Please copy the lines from the first one up to and including the line with "216 193 L 216", swapping "front leg" for "hind leg" and leaving everything else unchanged.

LISTED RECORDS>
┄┄┄┄┄┄┄┄┄┄

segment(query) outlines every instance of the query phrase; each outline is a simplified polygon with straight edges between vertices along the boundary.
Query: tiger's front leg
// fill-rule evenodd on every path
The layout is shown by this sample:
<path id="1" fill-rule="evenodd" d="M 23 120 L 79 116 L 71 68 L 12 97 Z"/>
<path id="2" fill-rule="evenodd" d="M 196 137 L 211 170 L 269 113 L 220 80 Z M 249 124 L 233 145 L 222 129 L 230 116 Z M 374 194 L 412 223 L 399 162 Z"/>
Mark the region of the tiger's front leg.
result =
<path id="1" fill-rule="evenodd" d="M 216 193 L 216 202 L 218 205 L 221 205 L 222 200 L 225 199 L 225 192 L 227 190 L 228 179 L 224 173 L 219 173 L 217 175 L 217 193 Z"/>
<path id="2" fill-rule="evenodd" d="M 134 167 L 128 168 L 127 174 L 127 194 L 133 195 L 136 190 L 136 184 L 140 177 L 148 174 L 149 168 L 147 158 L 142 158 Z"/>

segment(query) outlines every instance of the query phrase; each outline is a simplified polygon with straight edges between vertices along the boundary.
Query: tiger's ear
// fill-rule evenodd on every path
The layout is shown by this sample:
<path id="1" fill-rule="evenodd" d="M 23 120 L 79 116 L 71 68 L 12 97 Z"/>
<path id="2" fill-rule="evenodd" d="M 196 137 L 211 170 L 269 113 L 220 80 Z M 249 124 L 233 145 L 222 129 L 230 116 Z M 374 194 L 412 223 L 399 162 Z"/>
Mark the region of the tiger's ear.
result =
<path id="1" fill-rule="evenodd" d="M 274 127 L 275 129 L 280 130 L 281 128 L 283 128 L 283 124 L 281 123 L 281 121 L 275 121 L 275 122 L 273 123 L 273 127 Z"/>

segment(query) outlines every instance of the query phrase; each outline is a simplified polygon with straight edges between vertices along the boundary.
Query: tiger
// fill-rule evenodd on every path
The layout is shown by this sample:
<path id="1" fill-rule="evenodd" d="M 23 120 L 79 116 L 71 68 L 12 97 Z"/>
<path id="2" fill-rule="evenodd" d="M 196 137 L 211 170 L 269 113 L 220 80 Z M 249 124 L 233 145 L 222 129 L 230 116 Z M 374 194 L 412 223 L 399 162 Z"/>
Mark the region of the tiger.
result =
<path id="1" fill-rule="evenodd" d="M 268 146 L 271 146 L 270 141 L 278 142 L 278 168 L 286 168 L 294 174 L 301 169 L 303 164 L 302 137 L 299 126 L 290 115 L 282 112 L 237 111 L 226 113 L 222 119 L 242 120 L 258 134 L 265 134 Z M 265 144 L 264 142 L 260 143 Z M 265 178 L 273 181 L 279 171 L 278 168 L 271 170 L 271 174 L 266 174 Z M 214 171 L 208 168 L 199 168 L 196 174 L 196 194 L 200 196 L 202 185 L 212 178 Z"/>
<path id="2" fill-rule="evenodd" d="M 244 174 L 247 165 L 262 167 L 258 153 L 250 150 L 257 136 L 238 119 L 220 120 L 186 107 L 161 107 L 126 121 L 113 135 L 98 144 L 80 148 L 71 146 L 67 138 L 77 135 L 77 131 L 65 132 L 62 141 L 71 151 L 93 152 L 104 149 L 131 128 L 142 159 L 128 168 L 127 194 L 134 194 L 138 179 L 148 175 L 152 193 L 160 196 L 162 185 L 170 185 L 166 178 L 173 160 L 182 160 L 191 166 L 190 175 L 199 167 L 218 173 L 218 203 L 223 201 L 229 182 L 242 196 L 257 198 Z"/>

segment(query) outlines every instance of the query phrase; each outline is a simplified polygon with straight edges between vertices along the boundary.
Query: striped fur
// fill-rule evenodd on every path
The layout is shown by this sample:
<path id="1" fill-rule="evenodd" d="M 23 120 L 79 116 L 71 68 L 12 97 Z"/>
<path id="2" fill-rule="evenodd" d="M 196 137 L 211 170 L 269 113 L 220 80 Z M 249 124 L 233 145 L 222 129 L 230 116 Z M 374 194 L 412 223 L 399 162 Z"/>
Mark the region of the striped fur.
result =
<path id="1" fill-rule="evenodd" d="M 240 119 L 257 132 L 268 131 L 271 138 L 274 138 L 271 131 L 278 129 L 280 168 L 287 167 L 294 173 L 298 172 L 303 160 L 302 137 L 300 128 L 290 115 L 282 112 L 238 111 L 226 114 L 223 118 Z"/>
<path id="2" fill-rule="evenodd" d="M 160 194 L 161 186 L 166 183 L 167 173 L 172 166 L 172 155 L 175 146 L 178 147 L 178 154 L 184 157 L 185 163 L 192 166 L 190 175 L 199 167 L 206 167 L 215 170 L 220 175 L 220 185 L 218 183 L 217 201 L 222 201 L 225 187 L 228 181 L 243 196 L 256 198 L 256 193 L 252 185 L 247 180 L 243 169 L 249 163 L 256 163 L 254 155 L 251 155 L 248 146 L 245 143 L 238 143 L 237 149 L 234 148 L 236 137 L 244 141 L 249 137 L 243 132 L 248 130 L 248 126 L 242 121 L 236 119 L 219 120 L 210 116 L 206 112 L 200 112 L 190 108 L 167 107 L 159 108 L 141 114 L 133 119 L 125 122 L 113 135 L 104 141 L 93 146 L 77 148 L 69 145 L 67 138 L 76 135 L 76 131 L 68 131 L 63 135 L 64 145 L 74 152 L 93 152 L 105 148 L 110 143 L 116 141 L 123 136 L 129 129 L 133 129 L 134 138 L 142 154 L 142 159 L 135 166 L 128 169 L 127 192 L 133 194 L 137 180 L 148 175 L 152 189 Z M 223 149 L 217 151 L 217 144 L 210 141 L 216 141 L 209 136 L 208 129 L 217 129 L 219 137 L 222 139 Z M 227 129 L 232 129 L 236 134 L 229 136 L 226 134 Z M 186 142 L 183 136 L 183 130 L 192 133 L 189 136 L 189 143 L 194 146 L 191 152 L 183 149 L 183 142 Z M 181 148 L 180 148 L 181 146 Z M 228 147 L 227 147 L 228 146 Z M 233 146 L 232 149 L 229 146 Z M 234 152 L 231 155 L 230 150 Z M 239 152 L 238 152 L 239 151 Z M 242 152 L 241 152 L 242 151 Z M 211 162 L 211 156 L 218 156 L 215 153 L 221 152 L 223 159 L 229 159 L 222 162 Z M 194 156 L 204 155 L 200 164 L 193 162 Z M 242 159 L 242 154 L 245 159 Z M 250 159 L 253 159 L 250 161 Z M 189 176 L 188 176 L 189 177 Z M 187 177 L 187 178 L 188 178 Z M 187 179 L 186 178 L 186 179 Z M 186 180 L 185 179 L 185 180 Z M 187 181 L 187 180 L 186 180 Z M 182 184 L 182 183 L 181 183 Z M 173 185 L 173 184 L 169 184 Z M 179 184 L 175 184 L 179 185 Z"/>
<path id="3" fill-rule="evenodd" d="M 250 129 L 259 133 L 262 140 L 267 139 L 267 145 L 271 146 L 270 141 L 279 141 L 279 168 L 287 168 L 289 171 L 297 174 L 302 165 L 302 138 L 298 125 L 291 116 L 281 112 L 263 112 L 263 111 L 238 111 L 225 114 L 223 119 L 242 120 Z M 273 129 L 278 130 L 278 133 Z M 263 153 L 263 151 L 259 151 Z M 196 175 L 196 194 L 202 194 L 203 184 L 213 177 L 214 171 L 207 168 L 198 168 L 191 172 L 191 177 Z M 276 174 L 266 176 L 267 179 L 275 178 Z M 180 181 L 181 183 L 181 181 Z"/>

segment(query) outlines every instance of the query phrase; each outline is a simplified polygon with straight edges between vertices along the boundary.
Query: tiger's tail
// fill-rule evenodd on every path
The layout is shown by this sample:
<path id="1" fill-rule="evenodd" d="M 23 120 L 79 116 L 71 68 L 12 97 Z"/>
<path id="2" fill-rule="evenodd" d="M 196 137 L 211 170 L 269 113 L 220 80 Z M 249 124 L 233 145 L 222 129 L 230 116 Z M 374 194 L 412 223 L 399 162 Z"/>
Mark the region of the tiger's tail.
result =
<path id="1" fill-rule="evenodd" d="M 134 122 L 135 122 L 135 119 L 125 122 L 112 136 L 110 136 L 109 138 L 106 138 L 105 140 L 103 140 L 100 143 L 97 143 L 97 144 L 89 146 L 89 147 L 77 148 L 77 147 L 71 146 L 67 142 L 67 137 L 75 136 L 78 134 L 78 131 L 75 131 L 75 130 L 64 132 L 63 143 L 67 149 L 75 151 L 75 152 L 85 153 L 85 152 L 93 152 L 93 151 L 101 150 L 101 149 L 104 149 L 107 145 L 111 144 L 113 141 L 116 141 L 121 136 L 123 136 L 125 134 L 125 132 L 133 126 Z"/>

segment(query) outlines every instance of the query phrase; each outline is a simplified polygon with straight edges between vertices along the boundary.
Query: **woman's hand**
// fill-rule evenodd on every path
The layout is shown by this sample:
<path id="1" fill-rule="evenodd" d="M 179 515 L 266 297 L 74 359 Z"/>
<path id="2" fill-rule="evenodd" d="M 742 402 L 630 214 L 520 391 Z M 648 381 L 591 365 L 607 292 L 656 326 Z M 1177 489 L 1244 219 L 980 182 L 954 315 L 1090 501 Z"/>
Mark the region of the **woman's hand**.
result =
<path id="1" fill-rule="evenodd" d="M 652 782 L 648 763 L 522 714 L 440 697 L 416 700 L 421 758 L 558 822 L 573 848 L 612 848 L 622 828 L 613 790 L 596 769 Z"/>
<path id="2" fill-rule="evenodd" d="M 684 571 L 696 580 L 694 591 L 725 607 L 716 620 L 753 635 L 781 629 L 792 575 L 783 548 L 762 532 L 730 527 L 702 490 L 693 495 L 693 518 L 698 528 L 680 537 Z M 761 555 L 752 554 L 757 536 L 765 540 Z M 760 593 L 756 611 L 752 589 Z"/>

┄┄┄┄┄┄┄┄┄┄

EXPECTED OUTPUT>
segment(query) outlines every instance of the query phrase; each outline is a simplified polygon with straight edges between vertices along the boundary.
Query: tiger's hind leg
// fill-rule evenodd on every path
The layout is shown by this sample:
<path id="1" fill-rule="evenodd" d="M 23 120 L 79 116 L 71 68 L 12 97 Z"/>
<path id="2" fill-rule="evenodd" d="M 196 137 L 211 170 L 269 113 L 220 80 Z M 249 124 L 233 145 L 222 129 L 230 116 Z M 374 194 L 412 223 L 399 162 Z"/>
Mark the region of the tiger's hind leg.
result =
<path id="1" fill-rule="evenodd" d="M 216 193 L 216 202 L 218 205 L 221 205 L 222 200 L 225 199 L 225 192 L 227 190 L 228 179 L 224 173 L 219 173 L 217 175 L 217 193 Z"/>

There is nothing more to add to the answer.